In full and without alteration, print the entries that follow.

** RECORDS FOR PROCESSING follows **

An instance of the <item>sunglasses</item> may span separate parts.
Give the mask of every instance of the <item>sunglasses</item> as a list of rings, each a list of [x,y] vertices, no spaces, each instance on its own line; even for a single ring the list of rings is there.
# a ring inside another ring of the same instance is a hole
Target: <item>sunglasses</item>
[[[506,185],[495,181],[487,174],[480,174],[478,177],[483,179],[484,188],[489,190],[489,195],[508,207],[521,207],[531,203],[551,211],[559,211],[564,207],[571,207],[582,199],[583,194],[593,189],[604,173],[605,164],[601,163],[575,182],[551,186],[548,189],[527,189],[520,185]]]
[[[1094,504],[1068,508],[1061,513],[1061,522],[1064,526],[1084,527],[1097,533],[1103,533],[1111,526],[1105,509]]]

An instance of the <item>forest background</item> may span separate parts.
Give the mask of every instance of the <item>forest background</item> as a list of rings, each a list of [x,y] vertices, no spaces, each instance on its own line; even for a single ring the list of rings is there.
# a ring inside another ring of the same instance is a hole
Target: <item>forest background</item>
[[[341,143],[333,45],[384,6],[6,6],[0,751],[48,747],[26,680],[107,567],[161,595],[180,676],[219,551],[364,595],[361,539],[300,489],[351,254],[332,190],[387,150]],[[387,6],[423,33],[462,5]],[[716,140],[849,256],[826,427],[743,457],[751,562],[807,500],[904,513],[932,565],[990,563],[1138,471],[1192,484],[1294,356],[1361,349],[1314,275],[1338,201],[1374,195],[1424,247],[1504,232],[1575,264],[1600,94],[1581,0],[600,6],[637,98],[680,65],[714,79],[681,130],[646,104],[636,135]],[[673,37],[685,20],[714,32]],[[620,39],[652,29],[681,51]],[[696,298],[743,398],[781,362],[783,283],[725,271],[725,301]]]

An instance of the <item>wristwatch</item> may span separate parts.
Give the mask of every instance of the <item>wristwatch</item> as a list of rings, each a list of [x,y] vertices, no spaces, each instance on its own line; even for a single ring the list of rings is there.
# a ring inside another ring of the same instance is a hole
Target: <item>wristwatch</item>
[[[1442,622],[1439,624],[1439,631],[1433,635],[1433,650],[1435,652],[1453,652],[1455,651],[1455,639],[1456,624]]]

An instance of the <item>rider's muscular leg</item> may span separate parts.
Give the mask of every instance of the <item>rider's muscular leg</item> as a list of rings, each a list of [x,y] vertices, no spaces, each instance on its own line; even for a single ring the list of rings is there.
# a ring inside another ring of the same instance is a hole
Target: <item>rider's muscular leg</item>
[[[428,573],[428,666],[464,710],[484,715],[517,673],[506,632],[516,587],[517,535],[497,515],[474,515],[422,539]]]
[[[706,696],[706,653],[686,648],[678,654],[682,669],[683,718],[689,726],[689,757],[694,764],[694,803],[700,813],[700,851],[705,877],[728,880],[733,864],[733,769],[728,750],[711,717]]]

** End of RECORDS FOR PROCESSING **

§ EXERCISE SOLUTION:
An instance of the <item>sunglasses</item> may span separate parts.
Give the mask of every instance of the <item>sunglasses</item> as a list of rings, each a list of [x,y] vertices, no spaces, each instance on its own line; even for a single ring the list of rings is there.
# a ring inside another ring of the same instance is a hole
Target: <item>sunglasses</item>
[[[506,185],[495,181],[487,174],[480,174],[478,177],[483,179],[484,188],[489,190],[489,195],[508,207],[521,207],[531,203],[551,211],[559,211],[564,207],[571,207],[582,199],[583,194],[593,189],[604,173],[605,164],[601,163],[575,182],[551,186],[548,189],[527,189],[520,185]]]
[[[1094,504],[1068,508],[1061,513],[1061,522],[1064,526],[1084,527],[1097,533],[1103,533],[1111,526],[1105,509]]]

An instance of the <item>forest background</item> may span separate parts.
Give the mask of every instance of the <item>forest background</item> as a list of rings, each a list of [x,y] vertices, no spaces, each instance on its own line; even for a single ring the list of rings is there.
# a ring inside another ring of the same instance is a hole
Target: <item>forest background</item>
[[[341,143],[333,45],[384,6],[6,6],[0,751],[48,747],[26,680],[107,567],[161,595],[180,676],[219,551],[364,595],[361,539],[300,489],[351,254],[332,190],[387,150]],[[387,6],[423,33],[462,5]],[[716,140],[849,256],[826,427],[743,457],[751,562],[807,500],[904,513],[932,565],[990,563],[1138,471],[1192,484],[1294,356],[1361,349],[1314,275],[1338,201],[1374,195],[1424,247],[1504,232],[1575,264],[1600,94],[1581,0],[600,6],[637,98],[680,65],[714,79],[681,130],[646,104],[636,135]],[[673,37],[685,20],[714,32]],[[620,39],[652,29],[681,51]],[[696,298],[743,398],[781,362],[783,283],[725,271],[725,301]]]

An instance of the <item>wristwatch</item> may span separate parts.
Give the mask of every instance of the <item>wristwatch</item> as a list of rings, each a list of [x,y] vertices, no spaces, each instance on its own line; even for a single ring the list of rings is there.
# a ring inside another ring of the same instance is a hole
Target: <item>wristwatch</item>
[[[1442,622],[1439,624],[1439,631],[1433,635],[1433,650],[1435,652],[1453,652],[1455,651],[1455,639],[1456,624]]]

An instance of the <item>rider's muscular leg</item> may span separate parts.
Give the mask of every instance of the <item>rider's muscular leg</item> as a list of rings, each a list of [x,y] vertices, no spaces, each instance on its own line; even for a single ring the list of rings is there.
# a ring inside another ring of the same instance is a hole
Target: <item>rider's muscular leg</item>
[[[428,573],[428,666],[464,710],[484,715],[517,673],[506,632],[516,587],[517,535],[497,515],[474,515],[422,539]]]
[[[706,696],[706,653],[686,648],[678,654],[682,669],[683,718],[689,726],[689,757],[694,764],[694,803],[700,813],[700,851],[705,877],[728,880],[733,864],[733,769],[728,750],[711,717]]]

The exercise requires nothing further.